Aufgabe 1: Erläutern Sie anhand des Auszugs über Dina Nayeri in ein bis drei Sätzen, weshalb es in den späten Achtzigern keine Alternative mehr zur Flucht gab.
Aufgabe 2: Führen Sie den Auszug über Dina Nayeri im Anschluss an seinen letzten Satz weiter.

Auszug:
•••
„Wir haben keine Schuld zu begleichen“
Heute lebt die Schriftstellerin Dina Nayeri in Paris, hat eine Familie gegründet und mit den Romanen „Drei sind ein Dorf“ und „Ein Teelöffel Land und Meer“ zwei Bestseller geschrieben, die in zahlreiche Sprachen übersetzt wurden. Sie hat in Princeton und Harvard studiert, hat in Amsterdam und in London gelebt und ist bei Medien in aller Welt gern gesehener Interviewgast. Eine Erfolgsgeschichte wie man sie in Europa und ganz besonders in den USA liebt.
Doch dass sie so weit kommen konnte hat nicht nur mit ihrem persönlichen Einsatz zu tun, sondern auch mit einer großen Portion Glück, die den allermeisten versagt bleibt. Denn Nayeri hatte keineswegs gute Startbedingungen. Geboren wurde sie in Iran im Jahr der Islamischen Revolution, 1979. Ihre Kindheit in Isfahan ist geprägt vom Iran-Irak-Krieg, von Bombenalarm und Angst.
Keine Alternative zur Flucht
Und obwohl sie in einer gut situierten Ärztefamilie aufwächst, wird die Situation von Jahr zu Jahr gefährlicher. Ihre Mutter ist zum Christentum konvertiert. Sie besucht Untergrund-Gottesdienste und verteilt Flugblätter, auch in ihrer Praxis. Immer wieder stehen die Revolutionswächter vor der Tür, immer ernster werden die Drohungen. Konvertiten werden von Khomeinis Regime verfolgt, und in den Gefängnissen regieren Folter und Willkür. In den späten Achtzigern gibt es keine Alternative mehr zur Flucht.
In ihrem Sachbuch „Der undankbare Flüchtling“ erzählt Dina Nayeri nicht nur ihre eigene Fluchtgeschichte, die auf vielen Ebenen bis heute ihr Leben bestimmt. Sondern sie besucht auch die Elendslager in Griechenland, spricht mit Geflüchteten in mehreren Ländern, mit Helfern, Anwälten, Menschenrechtlern in den Niederlanden, Großbritannien und den USA.
•••
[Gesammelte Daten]

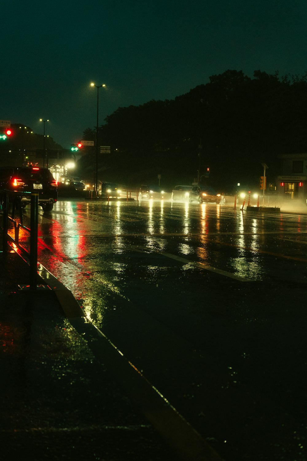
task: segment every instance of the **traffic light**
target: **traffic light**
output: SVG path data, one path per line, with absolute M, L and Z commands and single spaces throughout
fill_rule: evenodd
M 5 128 L 4 130 L 1 130 L 1 131 L 0 131 L 0 140 L 1 140 L 1 141 L 5 141 L 5 140 L 7 139 L 7 138 L 12 136 L 12 134 L 13 132 L 11 128 Z
M 70 150 L 72 151 L 73 152 L 75 152 L 77 150 L 79 150 L 79 149 L 81 149 L 81 147 L 82 143 L 80 142 L 79 141 L 79 142 L 77 142 L 76 144 L 70 144 Z
M 76 144 L 71 144 L 70 150 L 72 151 L 73 152 L 74 152 L 77 150 L 79 150 L 79 148 Z

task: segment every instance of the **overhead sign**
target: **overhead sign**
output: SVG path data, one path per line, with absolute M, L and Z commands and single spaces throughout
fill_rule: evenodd
M 0 126 L 11 126 L 11 121 L 9 120 L 0 120 Z
M 82 146 L 93 146 L 94 142 L 93 141 L 86 141 L 84 140 L 80 141 L 80 142 L 82 145 Z
M 110 154 L 110 146 L 100 146 L 100 154 Z

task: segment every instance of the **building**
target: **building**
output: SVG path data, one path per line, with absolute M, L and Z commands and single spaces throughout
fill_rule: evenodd
M 305 200 L 307 197 L 307 154 L 280 154 L 280 174 L 277 190 L 285 199 Z

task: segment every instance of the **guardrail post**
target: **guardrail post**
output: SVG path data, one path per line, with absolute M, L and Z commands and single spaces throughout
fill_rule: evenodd
M 7 253 L 7 221 L 9 207 L 9 197 L 7 192 L 3 195 L 3 235 L 2 236 L 2 249 L 6 254 Z
M 245 195 L 244 197 L 244 200 L 243 201 L 243 204 L 242 205 L 242 207 L 241 209 L 241 211 L 243 211 L 243 210 L 244 209 L 244 206 L 245 204 L 246 200 L 246 195 Z
M 37 237 L 38 226 L 38 194 L 31 194 L 30 215 L 30 290 L 36 290 L 37 284 Z

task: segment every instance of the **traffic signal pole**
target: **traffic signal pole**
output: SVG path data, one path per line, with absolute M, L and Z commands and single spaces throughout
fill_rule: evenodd
M 267 165 L 265 163 L 261 163 L 263 167 L 263 189 L 262 191 L 262 207 L 264 207 L 264 191 L 266 189 L 266 168 L 268 168 Z

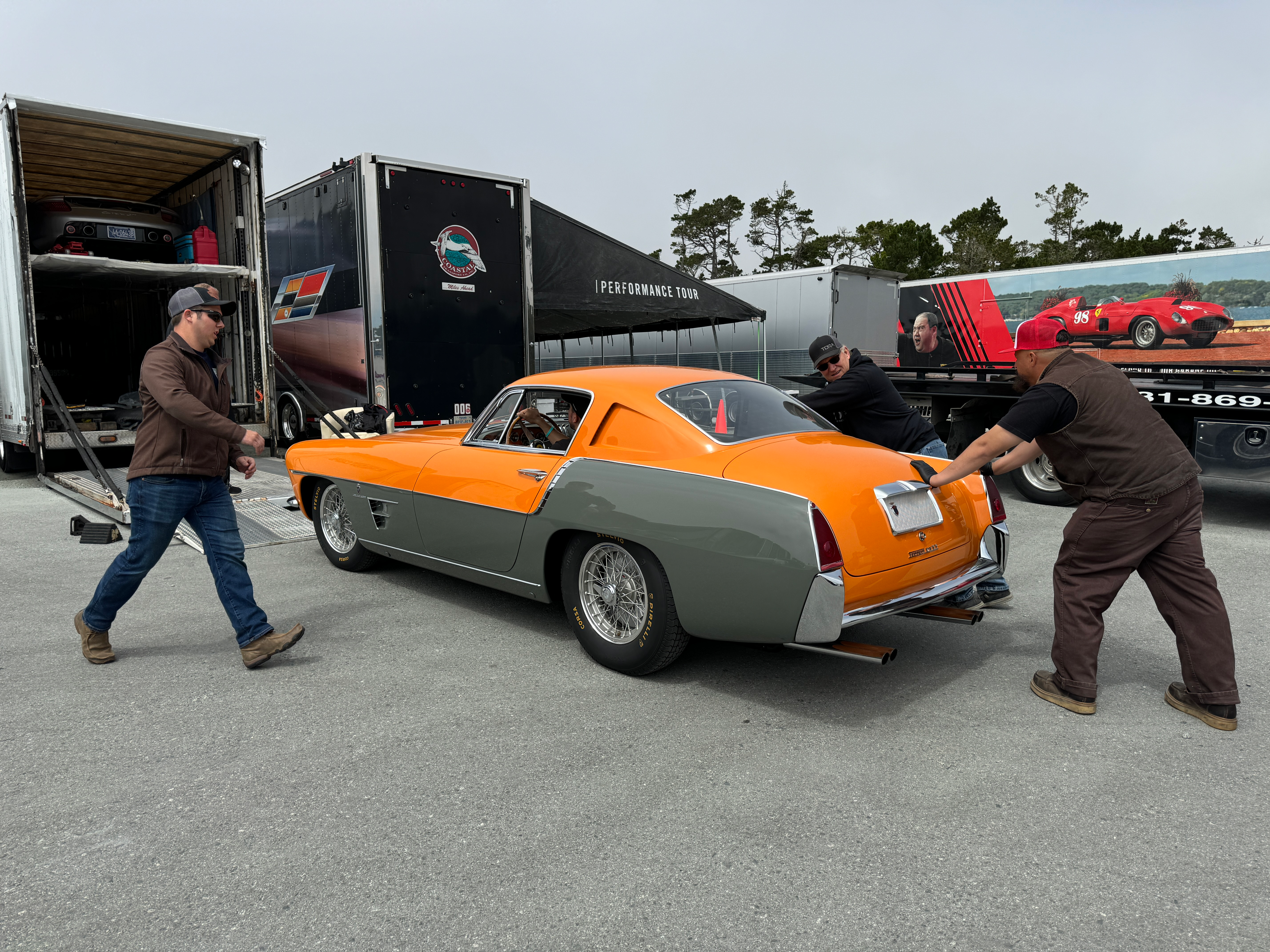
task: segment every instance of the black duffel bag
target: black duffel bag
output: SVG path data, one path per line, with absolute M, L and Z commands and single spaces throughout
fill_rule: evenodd
M 354 433 L 387 433 L 389 411 L 376 404 L 363 404 L 344 416 L 344 425 Z

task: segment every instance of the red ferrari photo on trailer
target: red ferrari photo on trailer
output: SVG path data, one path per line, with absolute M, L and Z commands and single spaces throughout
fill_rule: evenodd
M 1054 305 L 1038 317 L 1063 322 L 1074 340 L 1106 345 L 1113 340 L 1132 340 L 1139 350 L 1154 350 L 1166 338 L 1181 338 L 1190 347 L 1208 347 L 1218 331 L 1234 321 L 1220 305 L 1186 301 L 1181 297 L 1148 297 L 1125 301 L 1105 297 L 1096 305 L 1083 296 Z

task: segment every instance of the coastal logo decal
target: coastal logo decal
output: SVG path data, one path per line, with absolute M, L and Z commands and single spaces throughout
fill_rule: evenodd
M 318 303 L 326 291 L 333 270 L 335 265 L 329 264 L 325 268 L 314 268 L 311 272 L 288 274 L 283 278 L 273 298 L 271 321 L 273 324 L 304 321 L 318 314 Z
M 480 259 L 480 245 L 476 236 L 461 225 L 451 225 L 443 228 L 437 240 L 432 242 L 437 249 L 437 260 L 441 261 L 441 270 L 451 278 L 470 278 L 476 272 L 485 270 L 485 263 Z M 465 288 L 466 289 L 466 288 Z

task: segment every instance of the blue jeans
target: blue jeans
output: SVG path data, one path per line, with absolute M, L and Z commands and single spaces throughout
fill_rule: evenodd
M 918 451 L 918 456 L 933 456 L 933 457 L 936 457 L 939 459 L 947 459 L 949 458 L 949 448 L 945 446 L 945 443 L 944 443 L 942 439 L 940 439 L 939 437 L 936 437 L 935 439 L 932 439 L 930 443 L 927 443 L 925 447 L 922 447 Z M 987 579 L 986 581 L 980 581 L 978 585 L 975 585 L 975 588 L 979 589 L 979 592 L 1010 592 L 1010 583 L 1006 581 L 1003 578 L 1002 579 Z M 956 598 L 964 598 L 966 602 L 969 602 L 970 600 L 970 595 L 973 593 L 974 593 L 974 589 L 966 589 L 960 595 L 954 595 L 952 598 L 954 598 L 954 600 Z
M 97 631 L 109 631 L 114 616 L 136 593 L 163 556 L 182 519 L 189 519 L 203 542 L 207 565 L 216 580 L 216 594 L 237 636 L 249 645 L 273 631 L 264 612 L 255 604 L 251 578 L 243 561 L 243 537 L 229 487 L 211 476 L 140 476 L 128 480 L 128 506 L 132 509 L 132 534 L 128 547 L 105 570 L 84 609 L 84 623 Z

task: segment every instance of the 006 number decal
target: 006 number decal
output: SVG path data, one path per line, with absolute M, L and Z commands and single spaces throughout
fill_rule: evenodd
M 1139 390 L 1143 399 L 1147 402 L 1156 402 L 1156 397 L 1160 397 L 1161 404 L 1190 404 L 1191 406 L 1246 406 L 1253 409 L 1261 406 L 1262 404 L 1270 405 L 1270 400 L 1262 400 L 1256 393 L 1241 393 L 1234 396 L 1234 393 L 1218 393 L 1213 396 L 1212 393 L 1189 393 L 1182 396 L 1175 396 L 1171 391 L 1163 391 L 1156 393 L 1151 390 Z

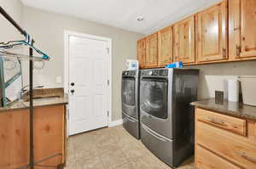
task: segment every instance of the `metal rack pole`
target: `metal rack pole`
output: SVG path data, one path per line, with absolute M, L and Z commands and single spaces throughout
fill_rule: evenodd
M 33 41 L 32 44 L 33 44 Z M 33 49 L 29 48 L 29 55 L 33 57 Z M 29 60 L 29 126 L 30 126 L 30 169 L 34 169 L 34 107 L 33 107 L 33 61 Z
M 22 35 L 26 36 L 26 32 L 7 14 L 7 12 L 0 6 L 0 12 L 2 15 L 8 20 Z
M 26 36 L 26 32 L 12 19 L 10 15 L 0 6 L 0 13 L 2 15 L 8 20 L 22 35 Z M 34 43 L 34 40 L 32 40 L 32 44 Z M 29 48 L 29 55 L 32 58 L 33 49 Z M 29 61 L 29 84 L 30 84 L 30 106 L 29 106 L 29 126 L 30 126 L 30 158 L 29 166 L 30 169 L 34 169 L 34 132 L 33 132 L 33 61 Z

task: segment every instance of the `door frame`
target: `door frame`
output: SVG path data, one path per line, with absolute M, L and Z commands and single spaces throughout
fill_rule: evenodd
M 108 127 L 111 126 L 112 122 L 112 39 L 108 37 L 103 37 L 99 36 L 89 35 L 84 33 L 79 33 L 70 31 L 64 31 L 64 92 L 68 93 L 68 82 L 69 82 L 69 37 L 79 37 L 84 38 L 95 39 L 99 41 L 105 41 L 108 42 L 109 48 L 109 58 L 108 58 Z M 69 121 L 69 109 L 67 108 L 67 121 Z M 107 112 L 106 112 L 107 113 Z M 68 122 L 67 123 L 67 132 L 68 135 Z

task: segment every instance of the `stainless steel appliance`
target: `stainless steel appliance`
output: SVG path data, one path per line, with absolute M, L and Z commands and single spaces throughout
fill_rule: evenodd
M 194 152 L 198 70 L 141 70 L 141 138 L 165 163 L 177 166 Z
M 121 88 L 123 126 L 139 139 L 139 70 L 123 71 Z

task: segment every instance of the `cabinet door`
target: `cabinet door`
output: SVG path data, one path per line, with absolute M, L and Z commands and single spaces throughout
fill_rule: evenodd
M 163 67 L 172 62 L 172 27 L 167 27 L 158 32 L 158 65 Z
M 174 25 L 175 61 L 184 64 L 195 61 L 195 16 L 189 17 Z
M 230 59 L 256 58 L 256 1 L 229 1 Z
M 227 2 L 197 14 L 196 42 L 199 62 L 227 59 Z
M 140 68 L 145 67 L 146 62 L 146 42 L 145 39 L 137 41 L 137 57 L 139 61 Z
M 146 37 L 146 66 L 156 67 L 158 65 L 158 34 Z

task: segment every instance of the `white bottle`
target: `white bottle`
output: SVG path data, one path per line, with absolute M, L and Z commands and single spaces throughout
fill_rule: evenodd
M 228 80 L 228 100 L 230 102 L 239 101 L 239 81 L 237 79 Z

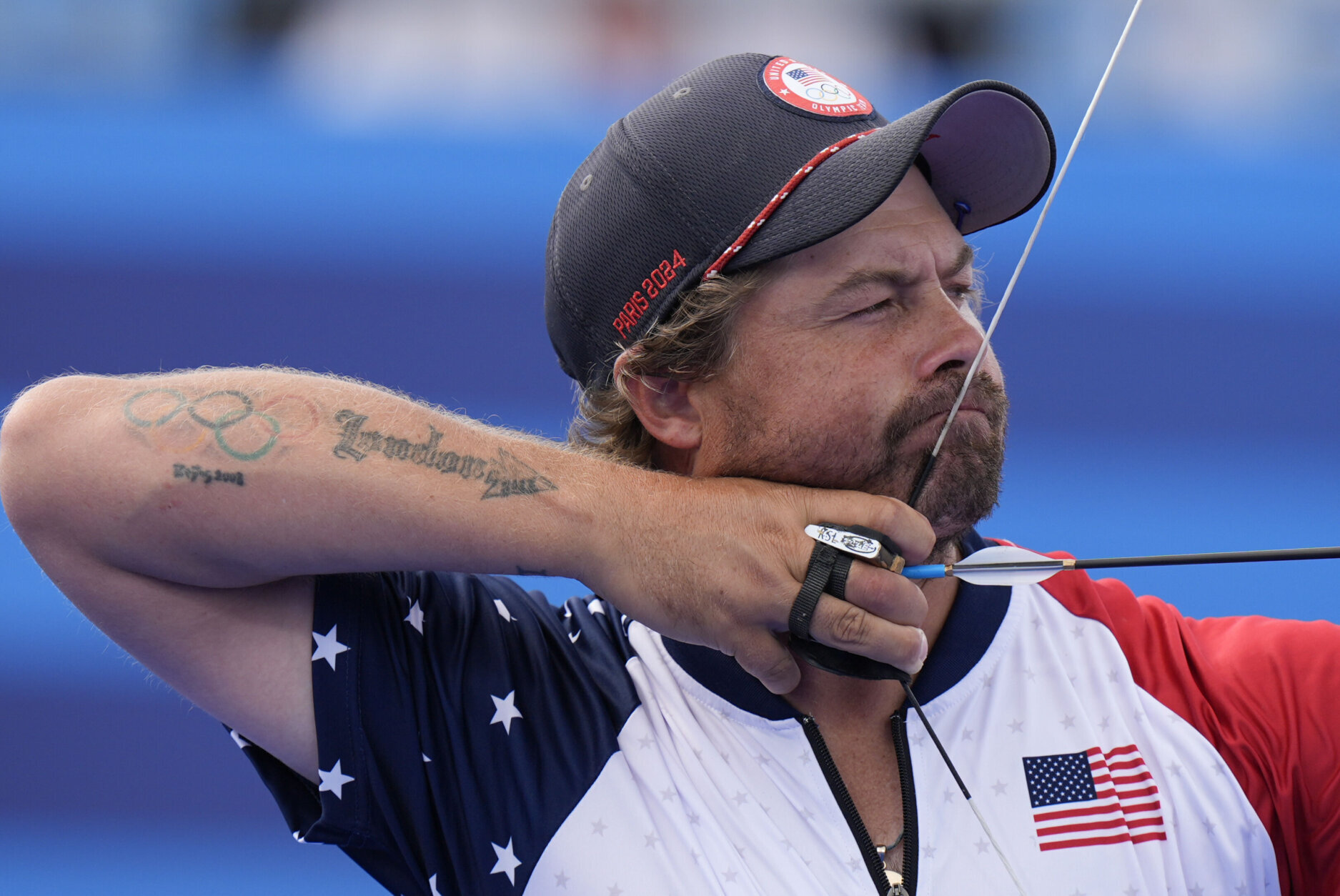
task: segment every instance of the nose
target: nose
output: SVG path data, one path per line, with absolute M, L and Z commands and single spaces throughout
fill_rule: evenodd
M 982 346 L 982 327 L 973 309 L 955 303 L 943 289 L 937 288 L 935 293 L 927 296 L 923 305 L 927 309 L 926 333 L 915 364 L 918 379 L 931 379 L 951 370 L 966 372 Z

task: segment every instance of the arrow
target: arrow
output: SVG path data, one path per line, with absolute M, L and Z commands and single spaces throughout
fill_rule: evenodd
M 1186 567 L 1211 563 L 1265 563 L 1277 560 L 1337 560 L 1340 548 L 1289 548 L 1284 550 L 1229 550 L 1223 553 L 1167 553 L 1147 557 L 1056 558 L 1013 545 L 994 545 L 958 563 L 907 567 L 907 579 L 961 579 L 974 585 L 1033 585 L 1069 569 L 1118 569 L 1122 567 Z

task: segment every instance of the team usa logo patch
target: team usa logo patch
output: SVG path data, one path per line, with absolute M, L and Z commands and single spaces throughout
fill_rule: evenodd
M 847 118 L 874 111 L 868 99 L 828 72 L 787 56 L 764 66 L 762 83 L 773 96 L 807 113 Z

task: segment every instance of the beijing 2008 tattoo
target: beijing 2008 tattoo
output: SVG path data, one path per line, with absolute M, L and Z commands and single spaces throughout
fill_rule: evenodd
M 358 462 L 368 454 L 382 454 L 390 461 L 405 461 L 437 470 L 444 475 L 456 474 L 466 481 L 482 482 L 481 501 L 509 498 L 515 494 L 556 492 L 559 488 L 551 479 L 540 475 L 529 463 L 503 449 L 498 449 L 497 457 L 492 458 L 442 450 L 442 434 L 431 425 L 427 427 L 426 439 L 411 442 L 377 430 L 363 429 L 367 417 L 355 411 L 338 413 L 335 422 L 340 426 L 339 442 L 332 450 L 335 457 Z
M 306 398 L 280 395 L 257 404 L 252 395 L 234 388 L 197 396 L 176 388 L 146 388 L 126 399 L 122 411 L 162 451 L 186 454 L 213 435 L 214 445 L 234 461 L 257 461 L 281 437 L 302 438 L 320 423 L 316 407 Z
M 233 485 L 247 485 L 243 481 L 243 471 L 225 473 L 224 470 L 206 470 L 205 467 L 196 463 L 194 466 L 186 466 L 185 463 L 172 465 L 172 478 L 174 479 L 190 479 L 192 482 L 204 482 L 209 485 L 210 482 L 232 482 Z

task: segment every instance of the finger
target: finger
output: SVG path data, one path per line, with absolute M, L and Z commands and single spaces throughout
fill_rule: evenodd
M 859 560 L 847 573 L 846 599 L 899 625 L 921 627 L 926 621 L 926 595 L 915 583 Z
M 896 498 L 864 492 L 807 492 L 812 522 L 856 524 L 878 529 L 894 540 L 909 563 L 923 561 L 935 546 L 935 530 L 926 517 Z
M 789 694 L 800 684 L 800 666 L 775 635 L 765 631 L 741 636 L 736 662 L 773 694 Z
M 821 644 L 859 654 L 917 672 L 926 662 L 926 632 L 880 619 L 854 603 L 832 595 L 819 599 L 809 623 L 809 636 Z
•••
Ergebnis 1: Nayeris Mutter war zum Christentum konvertiert, besuchte Untergrund-Gottesdienste und verteilte Flugblätter, auch in ihrer Praxis. Immer wieder standen die Revolutionswächter vor der Tür, und die Drohungen wurden ernster. Konvertiten wurden von Khomeinis Regime verfolgt, und in den Gefängnissen herrschten Folter und Willkür, sodass die Lage von Jahr zu Jahr gefährlicher wurde.

Ergebnis 2:
Dass Nayeri, ihre Mutter und ihr Bruder vergleichsweise unkompliziert das Land verlassen konnten und vergleichsweise schnell Asyl erhielten, war in erster Linie Zufällen zu verdanken – aber auch der damaligen Haltung Europas zum Grundrecht auf Asyl, das noch nicht in dem Maße unter Beschuss stand, wie es heute der Fall ist. Dass Konvertiten in Iran in Gefahr sind wurde kaum bezweifelt. Es reichte als Asylgrund aus.
Das hat sich inzwischen geändert: „Mittlerweile“, schreibt Dina Nayeri, „haben wir es unseren unfähigsten, zynischsten Bürokraten überlassen, über komplexe Wahrheiten zu entscheiden, wir haben ihnen nicht etwa aufgetragen, Leben zu retten oder die Müden und Verzweifelten aufzunehmen, sondern Lügner aufzuspüren.“ Es ginge nur noch darum, „unseren Lebensraum“ vor einer entmenschlichten „Welle“ Hilfesuchender „zu schützen und sich dabei über jegliche Moral hinwegzusetzen“.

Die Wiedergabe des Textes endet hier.